__EXERCISE AIM__
Copy the whole listing below line by line, changing nothing.

__DATA LISTING__
%%

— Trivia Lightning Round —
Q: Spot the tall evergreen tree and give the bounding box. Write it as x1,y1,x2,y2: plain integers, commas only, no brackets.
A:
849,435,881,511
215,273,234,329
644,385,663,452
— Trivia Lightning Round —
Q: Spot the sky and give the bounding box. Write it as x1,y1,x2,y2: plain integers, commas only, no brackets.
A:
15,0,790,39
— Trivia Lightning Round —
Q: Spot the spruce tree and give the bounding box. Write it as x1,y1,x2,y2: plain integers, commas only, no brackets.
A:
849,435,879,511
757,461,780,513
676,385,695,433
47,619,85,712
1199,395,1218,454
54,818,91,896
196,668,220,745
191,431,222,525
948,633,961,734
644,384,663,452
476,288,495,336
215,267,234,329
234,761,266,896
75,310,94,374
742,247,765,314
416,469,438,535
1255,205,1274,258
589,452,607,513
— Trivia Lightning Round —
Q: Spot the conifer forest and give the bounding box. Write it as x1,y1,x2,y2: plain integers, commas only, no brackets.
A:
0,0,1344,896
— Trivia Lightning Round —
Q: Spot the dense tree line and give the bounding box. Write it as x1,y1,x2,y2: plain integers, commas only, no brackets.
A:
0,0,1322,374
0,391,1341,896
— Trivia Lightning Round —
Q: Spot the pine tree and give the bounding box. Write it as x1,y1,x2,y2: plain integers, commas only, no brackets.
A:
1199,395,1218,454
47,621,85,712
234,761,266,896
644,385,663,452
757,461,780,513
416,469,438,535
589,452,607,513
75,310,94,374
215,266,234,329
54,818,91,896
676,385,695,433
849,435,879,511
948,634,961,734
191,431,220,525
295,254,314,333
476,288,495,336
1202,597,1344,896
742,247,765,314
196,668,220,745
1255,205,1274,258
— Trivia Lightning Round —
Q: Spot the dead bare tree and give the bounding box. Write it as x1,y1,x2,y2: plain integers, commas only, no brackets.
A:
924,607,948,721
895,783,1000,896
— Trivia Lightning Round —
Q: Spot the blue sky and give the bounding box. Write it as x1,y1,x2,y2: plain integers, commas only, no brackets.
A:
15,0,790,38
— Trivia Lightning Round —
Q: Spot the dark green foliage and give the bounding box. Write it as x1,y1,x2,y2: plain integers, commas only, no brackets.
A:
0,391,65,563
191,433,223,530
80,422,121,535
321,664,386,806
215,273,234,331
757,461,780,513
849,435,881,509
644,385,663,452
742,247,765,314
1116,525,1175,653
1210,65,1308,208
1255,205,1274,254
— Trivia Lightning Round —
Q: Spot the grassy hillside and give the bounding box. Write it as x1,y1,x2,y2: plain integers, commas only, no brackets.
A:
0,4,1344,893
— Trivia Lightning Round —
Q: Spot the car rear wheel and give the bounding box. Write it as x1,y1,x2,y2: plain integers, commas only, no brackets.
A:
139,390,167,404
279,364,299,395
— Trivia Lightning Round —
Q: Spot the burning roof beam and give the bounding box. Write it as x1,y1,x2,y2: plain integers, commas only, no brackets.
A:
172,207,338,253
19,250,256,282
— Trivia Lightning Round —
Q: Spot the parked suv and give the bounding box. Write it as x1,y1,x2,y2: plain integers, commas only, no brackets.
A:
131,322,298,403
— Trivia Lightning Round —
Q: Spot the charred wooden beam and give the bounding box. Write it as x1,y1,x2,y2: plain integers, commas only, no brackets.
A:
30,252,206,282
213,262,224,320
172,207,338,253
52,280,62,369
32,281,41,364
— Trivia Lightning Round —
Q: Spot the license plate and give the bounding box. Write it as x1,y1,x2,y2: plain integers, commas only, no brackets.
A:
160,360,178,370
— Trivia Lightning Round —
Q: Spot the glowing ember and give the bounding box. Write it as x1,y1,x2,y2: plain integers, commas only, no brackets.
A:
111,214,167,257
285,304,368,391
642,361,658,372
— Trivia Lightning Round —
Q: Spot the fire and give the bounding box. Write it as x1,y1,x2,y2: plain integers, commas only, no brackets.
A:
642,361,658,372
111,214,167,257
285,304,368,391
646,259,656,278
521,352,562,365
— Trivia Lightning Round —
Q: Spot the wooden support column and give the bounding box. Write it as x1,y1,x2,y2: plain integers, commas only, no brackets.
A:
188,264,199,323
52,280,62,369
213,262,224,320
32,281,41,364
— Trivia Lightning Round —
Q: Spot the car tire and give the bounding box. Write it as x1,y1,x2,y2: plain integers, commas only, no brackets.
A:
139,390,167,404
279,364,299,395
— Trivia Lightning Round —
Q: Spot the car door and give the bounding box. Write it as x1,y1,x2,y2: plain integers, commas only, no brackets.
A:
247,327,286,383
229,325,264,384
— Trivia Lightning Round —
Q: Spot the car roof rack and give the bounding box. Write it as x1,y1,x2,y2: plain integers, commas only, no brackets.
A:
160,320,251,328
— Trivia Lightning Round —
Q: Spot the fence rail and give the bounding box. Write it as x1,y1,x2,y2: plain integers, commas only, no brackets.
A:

%%

__THE REPLY__
— Trivia Lightning Round —
Q: Spot the tall evergreen tree and give the bounding box. Write it as x1,y1,x2,y2: plain integers, commas only, no brackets.
A:
849,435,881,511
215,273,234,329
644,385,663,452
— Trivia Lightning Round —
Q: Spot the sky and give the bounding box. Write it as x1,y1,x2,y2: plain integers, commas only, no brackets.
A:
15,0,790,39
— Trivia Lightning Round —
Q: Spot the spruce tree and give the bounding box. Write it as x1,y1,x2,y2: plain integers, commas only, no brackets.
A:
849,435,879,511
757,461,780,513
676,385,695,433
47,619,85,712
1199,395,1218,454
54,818,91,896
196,668,220,745
191,431,222,525
948,633,961,734
644,384,663,452
476,288,495,336
215,267,234,329
234,761,266,896
75,310,94,374
742,247,765,314
416,469,438,535
1255,205,1274,258
589,452,607,513
— Trivia Lightning Round —
Q: Spot the conifer forest and give the bounding box. Write it as x1,y1,x2,y2: plain integers, commas only, no brackets.
A:
0,0,1344,896
— Trivia Lightning Round —
Q: Spot the dense tree line and give the bounding box. Write it as x1,y1,x2,y2: plain integers, commas only, no brackets.
A:
0,0,1322,374
0,391,1341,896
— Trivia Lightning Round —
Q: Spot the pine tree and give the bounding box. Write it as x1,y1,x2,y2: plain integers, commas only, no brackets.
A:
1199,395,1218,454
47,621,85,712
234,761,266,896
644,385,663,452
757,461,780,513
416,469,438,535
589,452,607,513
75,310,94,374
215,266,234,329
54,818,91,896
676,385,695,433
849,435,879,511
948,634,961,734
191,431,220,525
295,254,314,333
476,288,495,336
1202,597,1344,896
742,247,765,314
196,668,220,745
1255,205,1274,258
— Trivia Lightning Round —
Q: Spot the dead bare tree and give the bounding box. Write it as x1,y1,x2,y2: plain integers, commas only, no brackets.
A:
924,607,948,721
895,783,1000,896
— Trivia Lightning Round —
Q: Spot the blue sky and give the bounding box. Write it as x1,y1,x2,y2: plain integers, commas only, no brackets.
A:
15,0,790,38
— Trivia Lightning Round —
Q: Spot the dark green foliage and give the bounding box. Write it as x1,y1,x2,y2: plain integers, commas only, no brackets.
A:
0,391,65,563
191,433,223,530
80,422,121,535
321,664,386,806
215,273,234,331
757,461,780,513
849,435,881,509
644,385,663,452
742,247,765,314
1116,525,1175,653
1210,65,1308,208
1255,205,1274,254
— Trivia Lightning Round —
Q: Spot the grassy hillside and give the bounding box. Write it as x1,y1,x2,y2: plain integers, commas only, no brackets.
A:
0,4,1344,893
— Trivia Lightning Round —
Q: Spot the car rear wheel and give the bounding box. Write it as x1,y1,x2,y2: plain integers, commas only, no brackets.
A:
139,390,167,404
279,364,299,395
— Trivia Lightning Round —
Q: Spot the burning roof beam and give the bounding box. Write it as x1,y1,x2,y2: plain integers, commas only, no brackets.
A:
172,207,338,253
19,250,256,282
— Trivia Lightning Round —
Q: Spot the parked suv and give the bounding box. Write it as x1,y1,x2,y2: plain integers, commas only, no brackets.
A:
131,322,298,403
— Trivia Lightning Round —
Q: Spot the charred wooden beam and give the bounding box. Write it as x1,y1,x2,y2: plain integers, commas only, no brackets.
A:
30,252,206,282
213,262,224,320
172,207,338,253
52,280,62,369
32,281,41,364
— Trivia Lightning Round —
Q: Spot the license plate and give the bounding box. Write it as x1,y1,x2,y2: plain integers, commas only, no brackets.
A:
160,360,178,370
— Trivia Lightning Round —
Q: Spot the glowing ember and give the bounding box. Write it as x1,y1,x2,y2: plain integers, commas only, no brackets.
A:
111,214,167,257
285,304,368,391
642,361,658,372
— Trivia Lightning Round —
Q: Spot the fire and give the bounding box. Write it as x1,y1,x2,y2: plain integers, commas only, no brackets.
A:
642,361,658,372
111,214,167,257
285,304,368,391
646,259,656,278
521,352,562,365
— Trivia Lightning Round —
Q: Spot the wooden support column and give the bounding box. Write it as x1,y1,x2,y2: plain integers, commas only, no brackets.
A:
188,264,199,323
52,280,62,369
213,262,224,320
32,281,41,364
— Trivia Lightning Round —
Q: Spot the car tire and give the bounding box. Write it as x1,y1,x2,y2: plain integers, commas only, no brackets.
A:
139,390,167,404
279,364,299,395
— Trivia Lightning Round —
Q: Spot the car door and give the bounding box. Write it as x1,y1,x2,y2: plain integers, commas only, no brackets.
A:
247,327,286,383
229,325,264,384
— Trivia Lightning Round —
Q: Spot the car roof rack and give the bounding box. Write it as x1,y1,x2,y2: plain integers, commas only, no brackets.
A:
160,320,251,328
— Trivia Lightning Round —
Q: Spot the fence rail and give the bounding box. Write it as x1,y1,x2,y2: plain integers, commas only, no brackets.
A:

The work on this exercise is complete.